In the entries below, find the line with "In the scene shown above, which region contains the weathered" and the line with "In the scene shown above, which region contains the green". Print those two and everything between them exactly, and nothing else.
(RECORDS SHOWN)
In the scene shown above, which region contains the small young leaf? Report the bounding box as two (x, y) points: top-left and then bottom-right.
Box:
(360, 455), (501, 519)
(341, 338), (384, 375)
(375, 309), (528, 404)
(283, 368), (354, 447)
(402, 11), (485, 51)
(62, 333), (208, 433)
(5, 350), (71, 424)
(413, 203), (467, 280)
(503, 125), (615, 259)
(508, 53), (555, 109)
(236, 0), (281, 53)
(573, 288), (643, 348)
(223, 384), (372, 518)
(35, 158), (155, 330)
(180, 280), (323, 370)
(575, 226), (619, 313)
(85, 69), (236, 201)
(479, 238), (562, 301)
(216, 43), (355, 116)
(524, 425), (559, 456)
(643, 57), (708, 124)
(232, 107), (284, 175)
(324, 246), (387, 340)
(End RECORDS SHOWN)
(RECORDS SHOWN)
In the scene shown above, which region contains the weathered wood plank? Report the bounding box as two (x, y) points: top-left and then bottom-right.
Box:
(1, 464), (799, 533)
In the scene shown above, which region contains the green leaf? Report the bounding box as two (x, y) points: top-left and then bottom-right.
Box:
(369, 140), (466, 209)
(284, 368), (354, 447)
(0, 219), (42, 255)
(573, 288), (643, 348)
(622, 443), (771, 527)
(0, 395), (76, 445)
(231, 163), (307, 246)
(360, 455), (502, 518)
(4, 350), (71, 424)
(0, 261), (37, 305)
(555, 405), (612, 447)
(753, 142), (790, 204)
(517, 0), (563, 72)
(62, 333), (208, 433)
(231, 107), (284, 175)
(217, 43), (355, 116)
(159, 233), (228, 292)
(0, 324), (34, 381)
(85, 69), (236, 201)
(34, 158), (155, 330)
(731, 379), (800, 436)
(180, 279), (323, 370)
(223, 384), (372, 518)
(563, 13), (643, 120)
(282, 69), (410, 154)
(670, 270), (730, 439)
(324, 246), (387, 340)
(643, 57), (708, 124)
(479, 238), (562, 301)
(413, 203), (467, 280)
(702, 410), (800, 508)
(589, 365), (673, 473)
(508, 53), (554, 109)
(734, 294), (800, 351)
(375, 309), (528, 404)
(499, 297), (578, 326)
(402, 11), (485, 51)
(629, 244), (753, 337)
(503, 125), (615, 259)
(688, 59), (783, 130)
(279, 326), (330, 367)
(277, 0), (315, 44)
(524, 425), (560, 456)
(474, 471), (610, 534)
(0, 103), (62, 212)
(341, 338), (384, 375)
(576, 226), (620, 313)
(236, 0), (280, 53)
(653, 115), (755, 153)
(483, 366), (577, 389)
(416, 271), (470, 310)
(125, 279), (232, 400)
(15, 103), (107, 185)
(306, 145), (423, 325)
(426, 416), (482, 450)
(End RECORDS SHOWN)
▶ **WRITTEN REPLY**:
In the scene shown above, which region contains the weathered wood plank? Report the bounding box as two (x, y) points: top-left and then bottom-right.
Box:
(1, 464), (799, 533)
In the scene shown above, which region contains the green leaf? Report the bounding box as two (x, y) points: top-left and then bottom-right.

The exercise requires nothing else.